> Supplied text
****

By finding solutions as power series in $x$ solve $4xy''+2(1-x)y'-y=0 .$ By finding solutions as power series in $x$ solve
$$4xy''+2(1-x)y'-y=0  .$$
What I did is the following. First I let the solution $y$ be equal to 
$$y =\sum_{i=0}^{\infty} b_ix^i =b_0 +b_1x+b_2x^2+\ldots$$
for undetermined $b_i$. Then I found the expression for $y'$ and $y''$,
$$y' =\sum_{i=0}^{\infty} ib_ix^{i-1} =b_1 + 2b_2x+3b_3x^2+\ldots.$$
and
$$y'' =\sum_{i=0}^{\infty} i(i-1)b_ix^{i-2} =2b_2+6b_3x+12b_4x^2\ldots.$$
Now I put these in the original DE to get
$$4\sum   i(i-1)b_ix^{i-1}+2\sum ib_i(x^{i-1}-x^i) - \sum b_ix^i =0   $$
where all sums range from $0$ to infinity. Finally this becomes
$$\sum \left\{    (4i(i-i)b_i+2ib_i )x^{i-1}+(-2ib_i-b_i)x^i \right\}=0.$$
At this point I am fairly certain I have already made a mistake somewhere, probably in working out the power series of $y'$ or $y''$. Who can help point it out to me, I am pretty sure in the last sum there should be terms like $b_{i+1}$ or $b_{i+2}$. Thanks for any help or tips!

****

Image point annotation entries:

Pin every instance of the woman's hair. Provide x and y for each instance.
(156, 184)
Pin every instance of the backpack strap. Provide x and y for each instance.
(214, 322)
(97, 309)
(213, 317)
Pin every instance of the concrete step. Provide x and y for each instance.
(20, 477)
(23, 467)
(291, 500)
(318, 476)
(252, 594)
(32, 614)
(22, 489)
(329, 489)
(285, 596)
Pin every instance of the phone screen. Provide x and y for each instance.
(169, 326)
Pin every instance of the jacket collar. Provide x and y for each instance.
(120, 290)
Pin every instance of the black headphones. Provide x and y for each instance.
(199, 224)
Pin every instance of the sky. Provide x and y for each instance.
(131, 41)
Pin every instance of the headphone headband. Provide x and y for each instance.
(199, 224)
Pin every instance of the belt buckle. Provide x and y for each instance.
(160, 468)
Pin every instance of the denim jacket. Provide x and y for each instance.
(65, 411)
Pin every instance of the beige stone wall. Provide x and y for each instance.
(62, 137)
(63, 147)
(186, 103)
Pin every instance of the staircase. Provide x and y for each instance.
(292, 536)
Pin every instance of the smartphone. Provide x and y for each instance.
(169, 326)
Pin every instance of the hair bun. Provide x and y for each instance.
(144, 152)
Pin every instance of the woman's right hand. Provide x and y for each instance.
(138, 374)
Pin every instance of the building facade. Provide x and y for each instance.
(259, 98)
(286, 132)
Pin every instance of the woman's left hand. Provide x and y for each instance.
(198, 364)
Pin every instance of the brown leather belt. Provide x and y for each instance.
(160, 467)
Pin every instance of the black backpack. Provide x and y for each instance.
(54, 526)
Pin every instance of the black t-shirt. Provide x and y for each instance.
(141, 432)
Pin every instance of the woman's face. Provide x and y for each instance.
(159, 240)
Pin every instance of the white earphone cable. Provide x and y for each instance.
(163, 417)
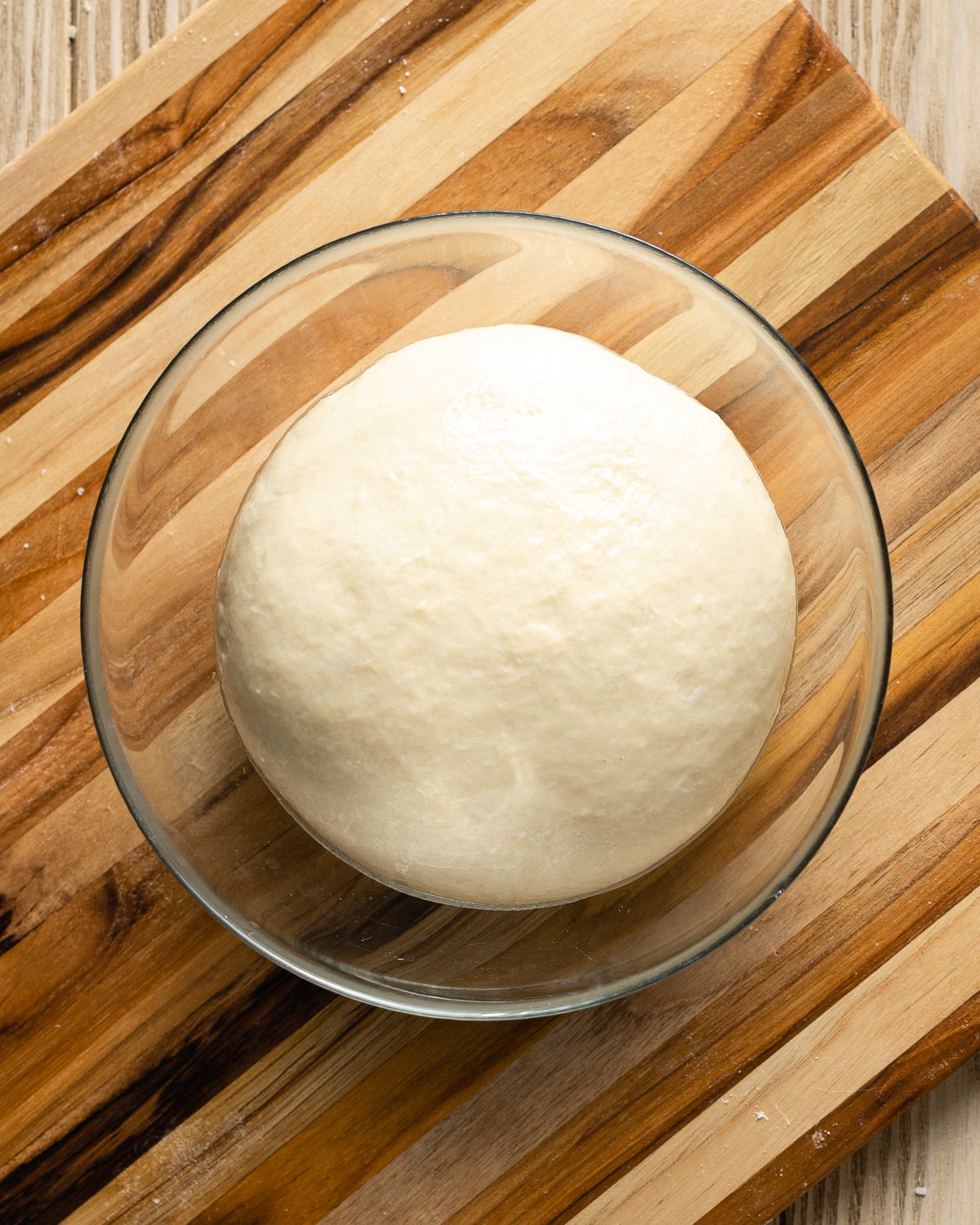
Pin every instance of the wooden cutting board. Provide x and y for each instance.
(154, 1068)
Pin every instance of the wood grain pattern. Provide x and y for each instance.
(916, 56)
(186, 1072)
(34, 70)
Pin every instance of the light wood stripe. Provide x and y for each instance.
(156, 1058)
(604, 1049)
(791, 1093)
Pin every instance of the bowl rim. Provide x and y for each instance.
(389, 995)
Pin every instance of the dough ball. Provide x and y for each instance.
(506, 620)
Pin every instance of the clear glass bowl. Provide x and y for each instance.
(176, 482)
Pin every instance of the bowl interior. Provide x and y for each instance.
(176, 483)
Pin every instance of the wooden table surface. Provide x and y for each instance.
(918, 56)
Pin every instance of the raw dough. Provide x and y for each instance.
(506, 620)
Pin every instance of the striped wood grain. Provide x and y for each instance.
(188, 1072)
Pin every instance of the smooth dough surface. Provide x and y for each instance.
(506, 619)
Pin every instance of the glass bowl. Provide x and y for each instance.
(173, 490)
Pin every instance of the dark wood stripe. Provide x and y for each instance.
(162, 139)
(742, 1028)
(871, 301)
(191, 225)
(931, 664)
(801, 125)
(237, 1027)
(369, 1127)
(59, 747)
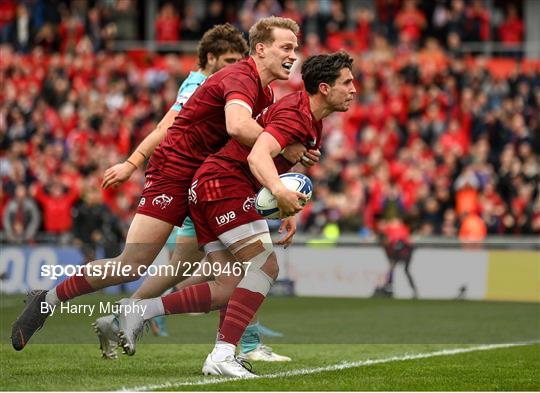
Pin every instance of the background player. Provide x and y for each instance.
(221, 108)
(224, 185)
(219, 46)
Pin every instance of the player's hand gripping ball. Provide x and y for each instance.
(266, 203)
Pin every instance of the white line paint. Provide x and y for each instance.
(334, 367)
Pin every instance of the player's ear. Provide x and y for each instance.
(211, 59)
(324, 88)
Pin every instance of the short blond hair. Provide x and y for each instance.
(261, 32)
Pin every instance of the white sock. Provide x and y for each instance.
(222, 351)
(52, 298)
(154, 307)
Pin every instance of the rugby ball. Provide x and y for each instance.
(266, 203)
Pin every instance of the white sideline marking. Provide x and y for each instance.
(333, 367)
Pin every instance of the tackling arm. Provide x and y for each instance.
(262, 166)
(119, 173)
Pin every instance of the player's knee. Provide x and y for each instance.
(271, 267)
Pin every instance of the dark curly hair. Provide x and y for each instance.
(324, 68)
(219, 40)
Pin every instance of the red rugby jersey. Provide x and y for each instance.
(289, 121)
(199, 128)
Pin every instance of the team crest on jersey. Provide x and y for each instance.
(162, 201)
(192, 195)
(226, 218)
(249, 203)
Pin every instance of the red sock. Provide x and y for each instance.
(243, 305)
(195, 298)
(72, 287)
(222, 313)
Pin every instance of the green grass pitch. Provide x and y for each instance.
(336, 344)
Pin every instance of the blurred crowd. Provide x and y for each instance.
(434, 138)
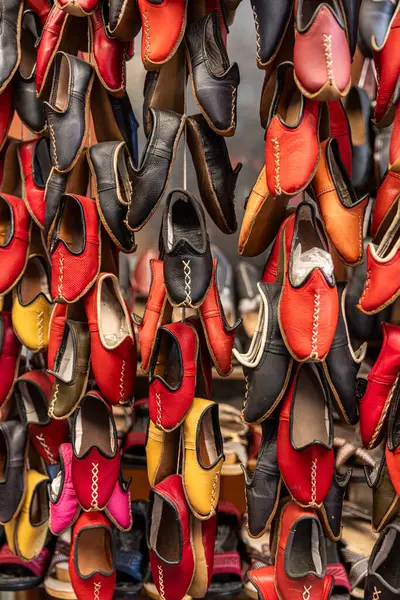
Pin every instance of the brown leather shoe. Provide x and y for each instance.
(70, 370)
(342, 213)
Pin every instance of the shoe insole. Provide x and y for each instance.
(71, 226)
(94, 551)
(207, 442)
(39, 508)
(165, 532)
(113, 324)
(5, 222)
(183, 224)
(305, 552)
(34, 281)
(35, 410)
(309, 418)
(94, 427)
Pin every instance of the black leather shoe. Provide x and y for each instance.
(150, 180)
(10, 40)
(67, 111)
(342, 364)
(215, 177)
(214, 79)
(263, 485)
(271, 20)
(385, 501)
(111, 169)
(29, 108)
(332, 507)
(383, 580)
(185, 249)
(13, 445)
(375, 21)
(266, 360)
(358, 109)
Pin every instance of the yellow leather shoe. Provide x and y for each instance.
(162, 451)
(33, 521)
(32, 305)
(202, 458)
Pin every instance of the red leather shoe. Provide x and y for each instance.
(380, 385)
(219, 335)
(263, 580)
(74, 248)
(108, 54)
(6, 113)
(339, 128)
(56, 330)
(10, 349)
(33, 392)
(172, 375)
(32, 157)
(382, 283)
(163, 26)
(322, 59)
(300, 534)
(291, 144)
(386, 196)
(112, 340)
(305, 437)
(169, 539)
(80, 8)
(92, 572)
(309, 305)
(158, 311)
(387, 64)
(394, 149)
(96, 458)
(271, 266)
(15, 233)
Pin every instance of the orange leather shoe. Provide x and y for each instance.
(262, 218)
(382, 284)
(292, 142)
(386, 196)
(164, 25)
(309, 305)
(342, 214)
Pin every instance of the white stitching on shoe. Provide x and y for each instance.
(96, 591)
(43, 443)
(161, 582)
(306, 595)
(328, 57)
(277, 158)
(61, 276)
(54, 400)
(314, 481)
(187, 271)
(257, 24)
(41, 330)
(314, 336)
(121, 382)
(147, 35)
(95, 486)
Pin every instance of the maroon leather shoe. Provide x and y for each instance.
(379, 387)
(305, 437)
(172, 375)
(96, 456)
(10, 349)
(169, 539)
(300, 534)
(33, 392)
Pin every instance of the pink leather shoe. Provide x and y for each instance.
(118, 509)
(64, 507)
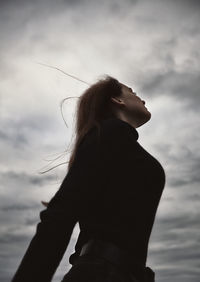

****

> Instruction
In the forum post above on solving the differential equation by power series, which terms does the poster expect to appear in the last sum?

> Written solution
Terms like $b_{i+1}$ or $b_{i+2}$.